++++ RECORDS PROVIDED ++++
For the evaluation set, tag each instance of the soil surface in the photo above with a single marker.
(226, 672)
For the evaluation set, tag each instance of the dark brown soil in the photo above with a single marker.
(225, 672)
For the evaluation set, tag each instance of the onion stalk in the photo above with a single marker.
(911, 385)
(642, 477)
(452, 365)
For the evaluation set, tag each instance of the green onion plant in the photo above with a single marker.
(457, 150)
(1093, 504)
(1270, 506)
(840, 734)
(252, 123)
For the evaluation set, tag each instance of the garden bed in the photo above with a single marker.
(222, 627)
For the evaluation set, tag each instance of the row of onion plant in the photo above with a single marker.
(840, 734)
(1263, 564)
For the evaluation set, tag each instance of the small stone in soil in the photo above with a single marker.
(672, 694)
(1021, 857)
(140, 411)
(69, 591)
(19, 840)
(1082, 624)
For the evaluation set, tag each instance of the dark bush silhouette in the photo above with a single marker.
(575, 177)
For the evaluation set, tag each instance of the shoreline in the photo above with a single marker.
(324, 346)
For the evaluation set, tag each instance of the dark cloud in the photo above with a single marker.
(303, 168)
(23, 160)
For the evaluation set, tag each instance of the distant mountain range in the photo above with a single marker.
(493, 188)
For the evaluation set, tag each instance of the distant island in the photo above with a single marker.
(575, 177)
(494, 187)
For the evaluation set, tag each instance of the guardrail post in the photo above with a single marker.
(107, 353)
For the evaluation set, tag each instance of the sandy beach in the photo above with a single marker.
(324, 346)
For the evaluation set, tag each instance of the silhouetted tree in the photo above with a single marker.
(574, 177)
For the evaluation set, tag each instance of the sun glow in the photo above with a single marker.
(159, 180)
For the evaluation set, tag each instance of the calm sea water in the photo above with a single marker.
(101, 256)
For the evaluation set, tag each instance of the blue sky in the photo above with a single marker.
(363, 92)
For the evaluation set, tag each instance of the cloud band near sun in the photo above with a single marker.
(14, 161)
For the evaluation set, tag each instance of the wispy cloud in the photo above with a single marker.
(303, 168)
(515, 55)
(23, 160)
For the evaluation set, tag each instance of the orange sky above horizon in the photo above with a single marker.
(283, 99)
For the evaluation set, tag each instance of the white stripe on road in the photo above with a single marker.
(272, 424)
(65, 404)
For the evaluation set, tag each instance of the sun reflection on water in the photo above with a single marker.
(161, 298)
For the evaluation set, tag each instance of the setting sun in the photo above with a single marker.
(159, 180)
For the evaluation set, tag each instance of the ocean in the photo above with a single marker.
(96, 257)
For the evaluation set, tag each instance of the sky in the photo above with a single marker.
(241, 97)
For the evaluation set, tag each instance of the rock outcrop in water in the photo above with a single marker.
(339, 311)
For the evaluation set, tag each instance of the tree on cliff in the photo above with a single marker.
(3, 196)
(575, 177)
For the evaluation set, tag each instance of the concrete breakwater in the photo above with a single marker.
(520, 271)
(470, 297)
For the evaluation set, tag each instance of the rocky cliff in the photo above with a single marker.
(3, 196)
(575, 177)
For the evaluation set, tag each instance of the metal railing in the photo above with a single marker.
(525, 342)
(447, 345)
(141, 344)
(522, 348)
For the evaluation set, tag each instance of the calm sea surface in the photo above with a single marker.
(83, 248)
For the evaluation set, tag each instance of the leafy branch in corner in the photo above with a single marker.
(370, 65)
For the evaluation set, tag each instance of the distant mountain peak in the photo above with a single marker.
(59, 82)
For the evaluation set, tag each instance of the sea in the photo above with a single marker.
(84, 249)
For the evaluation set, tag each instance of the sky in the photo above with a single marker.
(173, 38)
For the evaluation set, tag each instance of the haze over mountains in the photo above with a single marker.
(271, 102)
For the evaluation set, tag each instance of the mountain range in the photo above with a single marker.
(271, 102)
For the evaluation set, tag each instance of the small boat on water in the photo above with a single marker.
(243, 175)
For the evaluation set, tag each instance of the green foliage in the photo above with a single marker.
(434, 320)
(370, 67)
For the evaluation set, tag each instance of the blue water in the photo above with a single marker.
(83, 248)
++++
● REQUEST
Copy all of the rows above line for line, without changing anything.

● ANSWER
For the evaluation set, tag each instance of the soil surface in the photo above with a single marker.
(226, 672)
For the evaluation set, tag each instance of the dark brown soil in the photo above with a single marker.
(225, 672)
For the evaluation set, tag each instance of the onion stalk in the photo above with a single marker.
(911, 385)
(642, 477)
(452, 365)
For the evaluation set, tag each instance of the green onion plant in the photo above with a single marker.
(457, 150)
(1093, 504)
(1270, 506)
(840, 734)
(252, 123)
For the evaluation set, tag each instance of the garden bed in the photo above with a single marker.
(222, 627)
For the evaluation set, tag each instance of the row of onion plant in the photo above with a single marker.
(840, 734)
(1263, 564)
For the evaluation set, tag each instance of the small stone in soil in the photo above with a single marker.
(672, 694)
(1021, 857)
(140, 411)
(69, 591)
(19, 840)
(1082, 624)
For the evaluation set, tag each instance of the dark bush silhouette in the photo above with a single marker.
(575, 177)
For the evaluation set, tag each instance of the shoreline in the photo above with a single marker.
(324, 346)
For the evaluation set, tag each instance of the dark cloud in the photo above with a single marker.
(303, 168)
(23, 160)
For the evaluation set, tag each instance of the distant mountain range in the photo above with a single marker.
(493, 188)
For the evaluation set, tag each instance of the distant island in the photo above with a single marker.
(575, 177)
(494, 187)
For the evaluation set, tag each instance of the guardrail post in the photo above with a single marker.
(107, 353)
For the evaluation set, tag each instance of the sandy beach in the photo above with a single marker.
(324, 346)
For the evaluation set, tag each instance of the silhouetted tree in the photo above with a single marker.
(574, 177)
For the evaluation set, tag each instance of the sun glow in the photo above with a single marker.
(159, 180)
For the evaluation set, tag each instance of the calm sea water in the photo above with a single marker.
(101, 256)
For the evaluation set, tag each instance of the blue sky in the photo above with a single marker.
(363, 92)
For the evaluation set, tag each instance of the cloud band near sun in the photo above with a single marker.
(14, 161)
For the evaluation set, tag each instance of the wispy cloud in the photo above with a single marker.
(303, 168)
(515, 55)
(23, 160)
For the evaluation set, tag each instance of the orange sky above horizon in the photo above with a single marker.
(283, 99)
For the evaluation set, tag each instance of the white stripe on road in the photo above with a single marker.
(272, 424)
(65, 404)
For the evaluation set, tag each instance of the sun reflection on water in the photo above with a single marker.
(161, 298)
For the evaluation set, tag each instance of the setting sun in the photo above with a single marker.
(159, 180)
For the evaluation set, tag each instance of the ocean in the photo above with a single marker.
(96, 257)
For the evaluation set, tag each instance of the sky in the photo above with a single marker.
(241, 97)
For the evaluation set, tag each instance of the rock outcrop in water in the photo above with a single marker.
(339, 311)
For the evaluation set, tag each instance of the tree on cliff in the photo above with a single marker.
(3, 196)
(575, 177)
For the evaluation set, tag each instance of the concrete breakwater in the photo above with a single marker.
(520, 271)
(470, 297)
For the evaluation set, tag each instance of the rocky cliff in the photo above with a single marker.
(3, 196)
(575, 177)
For the evaluation set, tag each instance of the metal railing in the photo above with a single marker.
(525, 342)
(447, 345)
(141, 344)
(522, 348)
For the evaluation set, tag each instance of the calm sea surface in the photo above with a single marker.
(83, 248)
For the evaluation set, tag each instance of the leafy branch in corner in the photo above with a single marker.
(370, 65)
For the evaluation set, tag each instance of the distant mountain peak in the photo above with a single marker.
(59, 82)
For the evaluation set, tag each instance of the sea in the photo above with a single marker.
(84, 249)
For the evaluation set, tag each instance of the sky in the photo above with a single marker.
(173, 38)
For the evaluation set, tag each instance of the haze over mountains in the photo above with a single marker.
(271, 102)
For the evaluation set, tag each instance of the mountain range in the photo above with a single marker.
(271, 102)
For the evaluation set, tag each instance of the small boat on water in the photo above with a single marker.
(243, 175)
For the evaluation set, tag each instance of the green foliage in the photo above with a single marker.
(434, 320)
(370, 67)
For the evaluation set, tag each instance of the blue water in the photo above with a single marker.
(83, 248)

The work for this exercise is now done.